* begin PASSAGE TO READ *

# Manual to Electric Clutch Upgrade?



## DavidRLund (Mar 2, 2021)

Greetings!
First post here.
I have an older LTX1000 with a manual clutch.
Over the years, I've had to replace the broken clutch cable several times.
Has anyone installed an electric clutch in place of their manual clutch?
Are the engine shaft diameters standard, and will fit most Craftsman clutches?
Will there be mounting holes for a clutch retrofit?
I'll have to figure out the wiring for the dash-mounted switch.
Either wish me luck or shoot me down.
I could be convinced not to undertake the upgrade if the path has been beaten before.


----------



## Bob Driver (Nov 1, 2017)

It would help a great deal if you posted the engine manufacturer, size, model/type #. There were a lot of different engine options available for a LTX1000. In order to nail it down even farther, look for the actual Craftsman model tag on the unit. The actual Craftsman model # on the ID tag will probably start with "917". Engine shaft diameter, shaft length, and pulley diameter are critical in determining which electric clutch to select. All electric clutches require some sort of anti-torque bracket to keep the entire clutch from rotating when engaged. You'll also need to change out the existing engine pulley. It's a 1-piece unit with upper (drive) and lower (deck) pulleys. You'll only need the upper drive pulley because the electric clutch supplies the deck pulley. I take it you are aware that the cheapest electric clutches usually run over $100 and that does not include the switch or wiring harness? That upper drive pulley will probably run you $20....

* end PASSAGE TO READ *
* begin ENTRIES *

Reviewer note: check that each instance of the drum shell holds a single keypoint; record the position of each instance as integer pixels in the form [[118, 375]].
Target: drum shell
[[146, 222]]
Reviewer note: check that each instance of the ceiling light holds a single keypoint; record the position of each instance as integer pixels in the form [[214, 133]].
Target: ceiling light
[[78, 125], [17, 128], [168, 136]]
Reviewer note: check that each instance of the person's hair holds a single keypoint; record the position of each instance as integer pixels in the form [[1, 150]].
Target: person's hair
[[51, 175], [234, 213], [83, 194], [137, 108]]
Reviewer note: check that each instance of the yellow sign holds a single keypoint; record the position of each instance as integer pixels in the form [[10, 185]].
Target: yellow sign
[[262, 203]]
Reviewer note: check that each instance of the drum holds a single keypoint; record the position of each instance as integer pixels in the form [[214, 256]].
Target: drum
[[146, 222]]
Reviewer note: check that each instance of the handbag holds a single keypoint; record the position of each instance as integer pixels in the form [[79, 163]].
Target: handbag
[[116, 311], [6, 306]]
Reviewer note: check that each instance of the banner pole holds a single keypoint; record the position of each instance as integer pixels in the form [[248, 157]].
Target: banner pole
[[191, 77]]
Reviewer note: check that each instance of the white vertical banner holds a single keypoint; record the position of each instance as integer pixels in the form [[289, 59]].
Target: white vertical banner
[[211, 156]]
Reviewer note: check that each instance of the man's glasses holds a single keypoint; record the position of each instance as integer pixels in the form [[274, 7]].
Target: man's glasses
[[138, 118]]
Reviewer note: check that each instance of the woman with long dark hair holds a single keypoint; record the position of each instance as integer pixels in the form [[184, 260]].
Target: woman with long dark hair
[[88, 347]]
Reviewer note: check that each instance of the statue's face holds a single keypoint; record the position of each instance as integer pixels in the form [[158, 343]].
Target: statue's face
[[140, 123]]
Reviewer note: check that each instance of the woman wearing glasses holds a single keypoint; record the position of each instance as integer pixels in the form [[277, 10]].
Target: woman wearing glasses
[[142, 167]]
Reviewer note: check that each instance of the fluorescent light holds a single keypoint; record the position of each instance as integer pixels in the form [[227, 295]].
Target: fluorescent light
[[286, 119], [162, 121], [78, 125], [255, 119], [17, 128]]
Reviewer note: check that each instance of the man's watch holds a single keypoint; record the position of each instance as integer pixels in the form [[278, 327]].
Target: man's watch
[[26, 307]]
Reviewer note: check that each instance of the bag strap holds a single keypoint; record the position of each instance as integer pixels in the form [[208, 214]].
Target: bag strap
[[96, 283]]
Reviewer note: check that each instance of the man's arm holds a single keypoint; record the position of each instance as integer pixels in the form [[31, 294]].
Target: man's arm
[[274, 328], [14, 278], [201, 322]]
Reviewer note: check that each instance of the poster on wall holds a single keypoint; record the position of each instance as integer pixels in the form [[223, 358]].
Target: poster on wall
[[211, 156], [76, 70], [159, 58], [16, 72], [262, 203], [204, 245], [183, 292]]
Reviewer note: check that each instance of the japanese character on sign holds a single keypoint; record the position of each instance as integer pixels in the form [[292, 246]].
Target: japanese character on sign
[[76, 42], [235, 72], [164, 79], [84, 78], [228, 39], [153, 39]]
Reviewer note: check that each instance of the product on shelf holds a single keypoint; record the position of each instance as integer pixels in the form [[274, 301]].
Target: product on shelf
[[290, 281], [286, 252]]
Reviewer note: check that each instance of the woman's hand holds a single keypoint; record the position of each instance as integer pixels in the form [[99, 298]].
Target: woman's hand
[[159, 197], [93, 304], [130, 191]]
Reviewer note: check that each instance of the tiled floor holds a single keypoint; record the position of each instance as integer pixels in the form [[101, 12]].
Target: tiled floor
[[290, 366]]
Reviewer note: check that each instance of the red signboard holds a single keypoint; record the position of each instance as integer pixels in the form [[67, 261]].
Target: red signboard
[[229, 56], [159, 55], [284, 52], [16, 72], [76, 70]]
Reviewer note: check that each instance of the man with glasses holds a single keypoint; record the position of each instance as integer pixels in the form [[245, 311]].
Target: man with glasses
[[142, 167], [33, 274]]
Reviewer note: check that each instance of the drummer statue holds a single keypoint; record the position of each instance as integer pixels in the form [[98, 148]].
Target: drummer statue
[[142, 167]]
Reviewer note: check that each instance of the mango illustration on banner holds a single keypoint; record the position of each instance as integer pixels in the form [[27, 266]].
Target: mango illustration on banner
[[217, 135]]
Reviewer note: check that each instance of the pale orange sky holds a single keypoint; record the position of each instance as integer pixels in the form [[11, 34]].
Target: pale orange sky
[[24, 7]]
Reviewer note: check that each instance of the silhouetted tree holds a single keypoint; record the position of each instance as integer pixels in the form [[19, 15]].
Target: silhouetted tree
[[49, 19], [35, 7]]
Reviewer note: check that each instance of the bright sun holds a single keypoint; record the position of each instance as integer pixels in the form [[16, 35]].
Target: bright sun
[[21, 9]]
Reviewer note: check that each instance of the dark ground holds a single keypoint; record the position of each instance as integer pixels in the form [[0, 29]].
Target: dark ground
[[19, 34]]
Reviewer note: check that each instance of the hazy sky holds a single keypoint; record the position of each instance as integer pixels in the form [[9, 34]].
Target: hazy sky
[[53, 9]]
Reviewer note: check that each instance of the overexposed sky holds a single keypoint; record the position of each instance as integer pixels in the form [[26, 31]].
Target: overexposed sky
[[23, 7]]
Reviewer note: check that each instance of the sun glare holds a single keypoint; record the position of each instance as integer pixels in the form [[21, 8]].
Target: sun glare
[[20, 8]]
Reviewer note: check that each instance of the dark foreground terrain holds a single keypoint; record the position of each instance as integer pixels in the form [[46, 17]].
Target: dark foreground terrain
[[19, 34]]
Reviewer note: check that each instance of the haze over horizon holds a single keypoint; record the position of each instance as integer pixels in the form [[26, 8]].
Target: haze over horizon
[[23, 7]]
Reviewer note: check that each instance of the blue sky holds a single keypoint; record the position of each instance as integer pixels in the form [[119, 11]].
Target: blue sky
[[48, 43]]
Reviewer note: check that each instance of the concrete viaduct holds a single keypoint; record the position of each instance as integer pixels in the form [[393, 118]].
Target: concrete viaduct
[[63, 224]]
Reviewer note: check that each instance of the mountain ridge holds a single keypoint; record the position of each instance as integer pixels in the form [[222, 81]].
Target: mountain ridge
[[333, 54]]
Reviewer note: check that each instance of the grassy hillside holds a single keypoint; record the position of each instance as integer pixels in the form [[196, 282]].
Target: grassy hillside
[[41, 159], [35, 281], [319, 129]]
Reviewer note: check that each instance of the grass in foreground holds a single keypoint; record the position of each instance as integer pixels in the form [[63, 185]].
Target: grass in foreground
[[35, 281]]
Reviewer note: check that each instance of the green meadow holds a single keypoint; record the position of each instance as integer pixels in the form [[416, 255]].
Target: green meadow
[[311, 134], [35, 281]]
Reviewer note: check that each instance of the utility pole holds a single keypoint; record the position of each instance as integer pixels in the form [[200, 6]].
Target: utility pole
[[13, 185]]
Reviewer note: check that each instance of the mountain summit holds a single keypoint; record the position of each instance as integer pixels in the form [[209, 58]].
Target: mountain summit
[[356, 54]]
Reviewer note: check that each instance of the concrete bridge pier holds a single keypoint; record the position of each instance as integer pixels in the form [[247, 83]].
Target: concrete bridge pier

* end ENTRIES *

STATED TASK 1: In the clutch upgrade thread, which measurements does Bob Driver name as critical for choosing an electric clutch?
STATED TASK 2: Continue the clutch upgrade thread from its last sentence.
The material comes from a separate source and is unrelated to the clutch upgrade thread.

TASK RESULT 1: Engine shaft diameter, shaft length, and pulley diameter.

TASK RESULT 2:
This entire project could run $150-$200 in parts depending on the size/brand clutch you buy. Please don't take offense, but that's a lot of $$$$ to be putting into an almost 30 year old mower. Around here, it's a $300-$350 mower at best and that's with good tires.


----------



## FredM (Nov 18, 2015)

You will also have to buy a shorter deck belt, the electric clutch requires the belt to be in tension at all times.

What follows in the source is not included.